▶ _WHAT IS REQUIRED_:
In the records below, find each line holding the word "tower" and copy it.

+===+

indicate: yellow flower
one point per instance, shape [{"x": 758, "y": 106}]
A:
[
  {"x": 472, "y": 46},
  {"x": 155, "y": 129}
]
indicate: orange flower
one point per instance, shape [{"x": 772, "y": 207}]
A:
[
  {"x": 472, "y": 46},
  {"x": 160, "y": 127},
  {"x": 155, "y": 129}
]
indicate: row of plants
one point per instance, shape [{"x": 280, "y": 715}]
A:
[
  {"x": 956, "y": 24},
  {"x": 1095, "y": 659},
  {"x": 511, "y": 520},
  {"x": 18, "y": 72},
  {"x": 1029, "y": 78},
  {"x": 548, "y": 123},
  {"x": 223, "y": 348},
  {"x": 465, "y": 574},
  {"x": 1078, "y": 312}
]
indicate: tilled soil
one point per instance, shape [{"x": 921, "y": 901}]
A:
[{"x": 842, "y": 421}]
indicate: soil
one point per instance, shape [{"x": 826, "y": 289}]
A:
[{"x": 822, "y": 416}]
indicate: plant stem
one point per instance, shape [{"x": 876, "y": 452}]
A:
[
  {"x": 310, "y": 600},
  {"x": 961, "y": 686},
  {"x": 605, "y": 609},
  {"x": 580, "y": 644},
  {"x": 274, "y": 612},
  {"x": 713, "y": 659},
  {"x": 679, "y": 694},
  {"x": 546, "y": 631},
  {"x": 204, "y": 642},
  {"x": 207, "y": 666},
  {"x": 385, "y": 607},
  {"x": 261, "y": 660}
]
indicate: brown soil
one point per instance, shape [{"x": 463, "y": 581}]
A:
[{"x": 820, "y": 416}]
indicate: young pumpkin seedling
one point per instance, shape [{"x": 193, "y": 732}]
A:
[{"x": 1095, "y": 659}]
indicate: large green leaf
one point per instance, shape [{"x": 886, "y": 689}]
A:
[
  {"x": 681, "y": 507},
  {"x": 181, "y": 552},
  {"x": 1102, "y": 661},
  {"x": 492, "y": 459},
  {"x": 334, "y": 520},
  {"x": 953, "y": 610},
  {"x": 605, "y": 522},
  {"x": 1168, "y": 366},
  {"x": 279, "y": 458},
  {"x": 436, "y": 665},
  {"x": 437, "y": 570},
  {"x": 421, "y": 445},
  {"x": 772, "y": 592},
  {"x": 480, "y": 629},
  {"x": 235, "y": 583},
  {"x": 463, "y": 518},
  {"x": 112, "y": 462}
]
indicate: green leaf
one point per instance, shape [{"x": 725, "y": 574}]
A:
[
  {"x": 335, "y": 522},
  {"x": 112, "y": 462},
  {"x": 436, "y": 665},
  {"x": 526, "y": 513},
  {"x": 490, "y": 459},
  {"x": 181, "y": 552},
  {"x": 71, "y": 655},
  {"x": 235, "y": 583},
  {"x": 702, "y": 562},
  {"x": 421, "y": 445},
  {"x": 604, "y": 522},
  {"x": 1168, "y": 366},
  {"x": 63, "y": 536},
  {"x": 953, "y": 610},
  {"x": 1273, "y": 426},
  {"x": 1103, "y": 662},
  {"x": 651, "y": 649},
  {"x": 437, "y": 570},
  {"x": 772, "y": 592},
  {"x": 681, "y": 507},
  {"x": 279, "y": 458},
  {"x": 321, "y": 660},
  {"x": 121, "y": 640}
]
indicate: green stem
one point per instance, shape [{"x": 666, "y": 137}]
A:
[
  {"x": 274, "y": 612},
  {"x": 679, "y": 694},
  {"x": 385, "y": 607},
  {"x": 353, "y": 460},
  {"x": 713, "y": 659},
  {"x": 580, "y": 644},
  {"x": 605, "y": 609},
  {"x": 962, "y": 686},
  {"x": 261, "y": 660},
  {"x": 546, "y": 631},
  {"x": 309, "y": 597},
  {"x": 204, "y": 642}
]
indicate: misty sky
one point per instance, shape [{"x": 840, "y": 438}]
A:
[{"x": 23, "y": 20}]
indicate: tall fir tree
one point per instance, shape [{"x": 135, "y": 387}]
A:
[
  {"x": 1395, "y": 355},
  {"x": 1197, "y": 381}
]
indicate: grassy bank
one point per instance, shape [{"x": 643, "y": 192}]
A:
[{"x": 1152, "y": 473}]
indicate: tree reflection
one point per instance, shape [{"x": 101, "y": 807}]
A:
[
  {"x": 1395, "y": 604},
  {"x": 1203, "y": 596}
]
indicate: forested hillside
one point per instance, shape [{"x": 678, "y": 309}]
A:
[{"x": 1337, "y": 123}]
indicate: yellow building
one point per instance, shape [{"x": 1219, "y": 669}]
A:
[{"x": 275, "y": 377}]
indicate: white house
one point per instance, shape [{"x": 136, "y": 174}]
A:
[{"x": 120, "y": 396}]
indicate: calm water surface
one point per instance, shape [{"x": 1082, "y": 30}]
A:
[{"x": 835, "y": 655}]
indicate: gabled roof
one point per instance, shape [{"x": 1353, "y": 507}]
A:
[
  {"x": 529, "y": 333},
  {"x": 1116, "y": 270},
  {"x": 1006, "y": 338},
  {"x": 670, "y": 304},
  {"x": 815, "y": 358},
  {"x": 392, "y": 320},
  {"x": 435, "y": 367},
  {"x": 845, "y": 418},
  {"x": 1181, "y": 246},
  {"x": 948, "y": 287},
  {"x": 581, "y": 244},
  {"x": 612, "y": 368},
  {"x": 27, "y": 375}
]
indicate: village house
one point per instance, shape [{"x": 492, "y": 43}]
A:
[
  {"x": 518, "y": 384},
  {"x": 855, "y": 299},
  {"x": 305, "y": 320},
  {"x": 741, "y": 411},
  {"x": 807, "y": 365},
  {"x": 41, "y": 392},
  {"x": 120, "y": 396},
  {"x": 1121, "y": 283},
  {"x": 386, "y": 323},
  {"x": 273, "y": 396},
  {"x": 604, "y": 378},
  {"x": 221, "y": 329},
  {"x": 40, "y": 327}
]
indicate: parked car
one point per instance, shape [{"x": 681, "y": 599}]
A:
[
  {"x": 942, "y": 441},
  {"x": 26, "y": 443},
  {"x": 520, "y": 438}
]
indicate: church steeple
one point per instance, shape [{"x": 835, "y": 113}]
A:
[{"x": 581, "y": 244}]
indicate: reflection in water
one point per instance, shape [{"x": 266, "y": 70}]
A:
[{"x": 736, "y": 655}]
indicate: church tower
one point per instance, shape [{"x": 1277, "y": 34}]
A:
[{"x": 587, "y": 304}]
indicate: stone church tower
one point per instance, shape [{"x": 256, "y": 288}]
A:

+===+

▶ _FINISHED TASK_:
indicate: church tower
indicate: stone church tower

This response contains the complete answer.